*Directions for this task:* Here are the records. Print them all exactly.

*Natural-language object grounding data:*
■ ■ ■ ■
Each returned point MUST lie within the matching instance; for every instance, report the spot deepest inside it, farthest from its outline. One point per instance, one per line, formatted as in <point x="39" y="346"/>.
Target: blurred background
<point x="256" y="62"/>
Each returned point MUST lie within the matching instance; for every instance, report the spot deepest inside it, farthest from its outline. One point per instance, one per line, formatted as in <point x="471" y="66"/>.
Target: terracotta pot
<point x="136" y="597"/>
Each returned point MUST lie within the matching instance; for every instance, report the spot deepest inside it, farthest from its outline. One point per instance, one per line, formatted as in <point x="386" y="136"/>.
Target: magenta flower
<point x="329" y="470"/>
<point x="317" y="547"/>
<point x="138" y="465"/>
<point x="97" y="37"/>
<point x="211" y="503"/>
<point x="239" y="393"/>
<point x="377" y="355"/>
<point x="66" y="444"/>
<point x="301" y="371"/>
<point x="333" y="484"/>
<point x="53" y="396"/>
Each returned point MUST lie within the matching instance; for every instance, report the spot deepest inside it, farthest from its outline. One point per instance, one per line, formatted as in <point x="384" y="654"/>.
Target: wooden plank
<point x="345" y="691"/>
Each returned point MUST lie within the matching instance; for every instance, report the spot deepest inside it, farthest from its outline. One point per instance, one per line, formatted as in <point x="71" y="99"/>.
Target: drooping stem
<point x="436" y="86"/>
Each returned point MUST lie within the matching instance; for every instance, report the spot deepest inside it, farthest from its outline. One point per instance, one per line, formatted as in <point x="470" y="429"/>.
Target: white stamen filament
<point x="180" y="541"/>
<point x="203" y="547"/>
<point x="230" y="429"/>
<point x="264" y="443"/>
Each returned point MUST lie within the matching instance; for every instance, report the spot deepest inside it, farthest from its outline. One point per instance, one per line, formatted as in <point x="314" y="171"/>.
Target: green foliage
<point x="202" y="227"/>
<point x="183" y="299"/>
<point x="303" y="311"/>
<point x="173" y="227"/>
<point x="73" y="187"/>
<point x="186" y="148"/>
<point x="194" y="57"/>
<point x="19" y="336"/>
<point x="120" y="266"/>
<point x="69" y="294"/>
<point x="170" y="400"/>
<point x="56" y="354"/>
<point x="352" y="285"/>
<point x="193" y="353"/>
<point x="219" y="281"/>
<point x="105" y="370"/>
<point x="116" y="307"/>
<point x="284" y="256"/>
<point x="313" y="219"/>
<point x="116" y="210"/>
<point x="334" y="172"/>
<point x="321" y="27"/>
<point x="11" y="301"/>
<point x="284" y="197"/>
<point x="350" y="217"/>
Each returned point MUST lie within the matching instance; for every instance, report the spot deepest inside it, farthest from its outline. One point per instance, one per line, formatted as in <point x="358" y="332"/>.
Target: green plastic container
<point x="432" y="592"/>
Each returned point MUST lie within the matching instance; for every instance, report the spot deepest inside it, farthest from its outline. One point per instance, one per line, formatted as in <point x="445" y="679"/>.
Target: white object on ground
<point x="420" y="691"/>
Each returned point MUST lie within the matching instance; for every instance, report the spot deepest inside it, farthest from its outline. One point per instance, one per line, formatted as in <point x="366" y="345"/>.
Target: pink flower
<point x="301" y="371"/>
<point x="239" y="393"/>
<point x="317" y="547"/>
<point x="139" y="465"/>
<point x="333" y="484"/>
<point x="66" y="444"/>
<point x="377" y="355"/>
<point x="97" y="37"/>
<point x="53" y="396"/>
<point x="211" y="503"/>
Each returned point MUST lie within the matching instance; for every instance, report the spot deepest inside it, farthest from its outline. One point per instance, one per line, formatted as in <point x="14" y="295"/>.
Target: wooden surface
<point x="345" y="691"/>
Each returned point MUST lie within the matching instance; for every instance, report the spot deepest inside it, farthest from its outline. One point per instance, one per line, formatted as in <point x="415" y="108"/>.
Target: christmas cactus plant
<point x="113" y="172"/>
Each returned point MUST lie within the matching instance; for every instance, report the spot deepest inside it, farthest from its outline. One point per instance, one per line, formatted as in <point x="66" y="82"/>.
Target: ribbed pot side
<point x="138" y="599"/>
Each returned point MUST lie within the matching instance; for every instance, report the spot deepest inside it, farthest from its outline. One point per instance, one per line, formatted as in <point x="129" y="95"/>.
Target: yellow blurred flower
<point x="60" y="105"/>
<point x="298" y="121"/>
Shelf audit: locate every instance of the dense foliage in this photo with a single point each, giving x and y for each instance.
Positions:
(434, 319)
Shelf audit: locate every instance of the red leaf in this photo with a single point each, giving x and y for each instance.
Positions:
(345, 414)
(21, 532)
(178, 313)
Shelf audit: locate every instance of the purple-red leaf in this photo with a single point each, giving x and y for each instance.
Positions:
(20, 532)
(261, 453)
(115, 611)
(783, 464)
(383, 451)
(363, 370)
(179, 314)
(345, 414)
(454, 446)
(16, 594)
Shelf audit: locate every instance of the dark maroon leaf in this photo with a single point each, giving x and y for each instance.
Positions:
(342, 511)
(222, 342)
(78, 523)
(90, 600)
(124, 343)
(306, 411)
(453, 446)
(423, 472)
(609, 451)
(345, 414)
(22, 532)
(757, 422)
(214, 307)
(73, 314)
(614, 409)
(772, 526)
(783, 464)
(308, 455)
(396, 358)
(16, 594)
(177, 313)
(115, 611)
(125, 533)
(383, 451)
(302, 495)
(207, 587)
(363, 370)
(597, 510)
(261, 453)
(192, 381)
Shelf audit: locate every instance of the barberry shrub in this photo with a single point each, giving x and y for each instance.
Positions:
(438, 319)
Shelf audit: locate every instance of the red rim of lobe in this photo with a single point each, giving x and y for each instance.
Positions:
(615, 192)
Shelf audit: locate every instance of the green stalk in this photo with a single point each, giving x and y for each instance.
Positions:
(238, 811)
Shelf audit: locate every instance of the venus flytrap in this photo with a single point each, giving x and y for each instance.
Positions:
■ ■ ■ ■
*Exercise response:*
Each returned point MUST lie within the matching instance; for every instance, report the spot deepest inside it, farthest from its outline. One point per instance, one per line, formatted as in <point x="39" y="346"/>.
Target: blurred background
<point x="256" y="62"/>
Each returned point MUST lie within the matching instance; for every instance, report the spot deepest inside it, farthest from its outline. One point per instance, one per line, formatted as in <point x="471" y="66"/>.
Target: terracotta pot
<point x="136" y="597"/>
Each returned point MUST lie within the matching instance; for every instance, report the spot deepest inside it, farthest from its outline. One point per instance, one per line, formatted as in <point x="386" y="136"/>.
Target: magenta flower
<point x="329" y="470"/>
<point x="317" y="547"/>
<point x="138" y="465"/>
<point x="97" y="37"/>
<point x="211" y="503"/>
<point x="239" y="393"/>
<point x="377" y="355"/>
<point x="66" y="444"/>
<point x="301" y="371"/>
<point x="333" y="484"/>
<point x="53" y="396"/>
Each returned point MUST lie within the matching instance; for every instance, report the spot deepest inside it, farthest from its outline. One point per instance, one per line, formatted as in <point x="384" y="654"/>.
Target: wooden plank
<point x="345" y="691"/>
Each returned point MUST lie within the matching instance; for every instance, report the spot deepest inside it, farthest from its outline. One point per instance, one per line, formatted as in <point x="71" y="99"/>.
Target: drooping stem
<point x="436" y="86"/>
Each returned point MUST lie within the matching instance; for every instance, report the spot deepest inside it, farthest from its outline. One point per instance, one per line, formatted as in <point x="470" y="429"/>.
Target: white stamen filament
<point x="180" y="541"/>
<point x="203" y="547"/>
<point x="230" y="429"/>
<point x="264" y="443"/>
Each returned point MUST lie within the matching instance; for every instance, report the spot deepest inside it, farthest from its outline. One point per instance, one per line, formatted as in <point x="314" y="171"/>.
Target: green foliage
<point x="202" y="227"/>
<point x="183" y="299"/>
<point x="303" y="311"/>
<point x="173" y="227"/>
<point x="73" y="187"/>
<point x="186" y="148"/>
<point x="194" y="57"/>
<point x="19" y="336"/>
<point x="120" y="266"/>
<point x="69" y="294"/>
<point x="170" y="400"/>
<point x="56" y="354"/>
<point x="352" y="285"/>
<point x="193" y="353"/>
<point x="219" y="281"/>
<point x="105" y="370"/>
<point x="116" y="307"/>
<point x="284" y="256"/>
<point x="313" y="219"/>
<point x="116" y="210"/>
<point x="334" y="172"/>
<point x="321" y="27"/>
<point x="11" y="301"/>
<point x="284" y="197"/>
<point x="350" y="217"/>
Each returned point MUST lie within the matching instance; for every instance, report the spot deepest inside it, farthest from its outline. One point per instance, one per line, formatted as in <point x="358" y="332"/>.
Target: green plastic container
<point x="432" y="592"/>
Each returned point MUST lie within the matching instance; for every instance, report the spot deepest inside it, farthest from its outline. One point per instance, one per line, formatted as in <point x="445" y="679"/>.
Target: white object on ground
<point x="420" y="691"/>
Each returned point MUST lie within the matching instance; for every instance, report the spot deepest inside it, farthest from its outline. One point per instance, one per line, formatted as in <point x="366" y="345"/>.
Target: pink flower
<point x="301" y="371"/>
<point x="239" y="393"/>
<point x="317" y="547"/>
<point x="139" y="465"/>
<point x="333" y="484"/>
<point x="66" y="444"/>
<point x="377" y="355"/>
<point x="97" y="37"/>
<point x="53" y="396"/>
<point x="211" y="503"/>
Each returned point MUST lie within the matching instance; for every instance, report the spot deepest inside it, farthest from its outline. One point per instance, one per line, formatted as in <point x="14" y="295"/>.
Target: wooden surface
<point x="345" y="691"/>
Each returned point MUST lie within the matching instance; for every instance, report the spot deepest inside it, farthest from its outline. One point per instance, one per line, formatted as in <point x="415" y="108"/>.
Target: christmas cactus plant
<point x="113" y="172"/>
Each returned point MUST lie within the matching instance; for every instance, report the spot deepest inside it, farthest from its outline. One point per instance, one per line, formatted as in <point x="66" y="82"/>.
Target: ribbed pot side
<point x="138" y="599"/>
Each returned point MUST lie within the matching instance; for every instance, report the spot deepest inside it, farthest from its outline. One point per instance, one per line, formatted as in <point x="129" y="95"/>.
Target: yellow blurred flower
<point x="60" y="105"/>
<point x="298" y="121"/>
Shelf audit: locate every instance of the dense foliage in this photo with a single point each, giving x and y for each instance.
Positions:
(434, 319)
Shelf audit: locate every instance of the red leaf in this photo with a single point each, giving x and y for each instance.
Positions:
(345, 414)
(21, 532)
(178, 313)
Shelf audit: locate every instance of the purple-red leaf in this photo with a single point each, giving x and y for each instance.
Positions:
(20, 532)
(261, 453)
(115, 611)
(783, 464)
(383, 451)
(363, 370)
(179, 314)
(345, 414)
(454, 446)
(16, 594)
Shelf audit: locate every instance of the dark maroon leaf in this photo with a single point each, giving x and y for each instance.
Positions:
(342, 511)
(222, 342)
(78, 523)
(90, 600)
(124, 343)
(306, 411)
(453, 446)
(423, 472)
(609, 451)
(345, 414)
(22, 532)
(757, 422)
(214, 307)
(73, 314)
(614, 409)
(772, 526)
(783, 464)
(308, 455)
(396, 358)
(16, 594)
(177, 313)
(115, 611)
(125, 533)
(383, 451)
(302, 495)
(207, 587)
(363, 370)
(597, 510)
(261, 453)
(192, 381)
Shelf audit: locate every instance of the barberry shrub in this photo with a single point each, giving x and y for each instance.
Positions:
(438, 319)
Shelf audit: locate every instance of the red rim of lobe in this photo with a single point each, giving x and y for each instance.
Positions:
(615, 192)
Shelf audit: locate every instance of the green stalk in this photo with a single point each, giving x and y for each instance.
Positions:
(238, 811)
Shelf audit: locate every instance of the venus flytrap in this photo with a single point each, giving x and y for each instance.
Positions:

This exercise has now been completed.